## Задача
Преобразуйте все строки данных ниже в таблицу Markdown с двумя столбцами: «№» для номера строки и «Строка» для ее текста. Пустые строки пропустите.

## Данные для обработки
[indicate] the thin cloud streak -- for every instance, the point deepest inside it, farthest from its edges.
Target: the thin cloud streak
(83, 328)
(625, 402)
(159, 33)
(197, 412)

## Ответ
| № | Строка |
|---|---|
| 1 | [indicate] the thin cloud streak -- for every instance, the point deepest inside it, farthest from its edges. |
| 2 | Target: the thin cloud streak |
| 3 | (83, 328) |
| 4 | (625, 402) |
| 5 | (159, 33) |
| 6 | (197, 412) |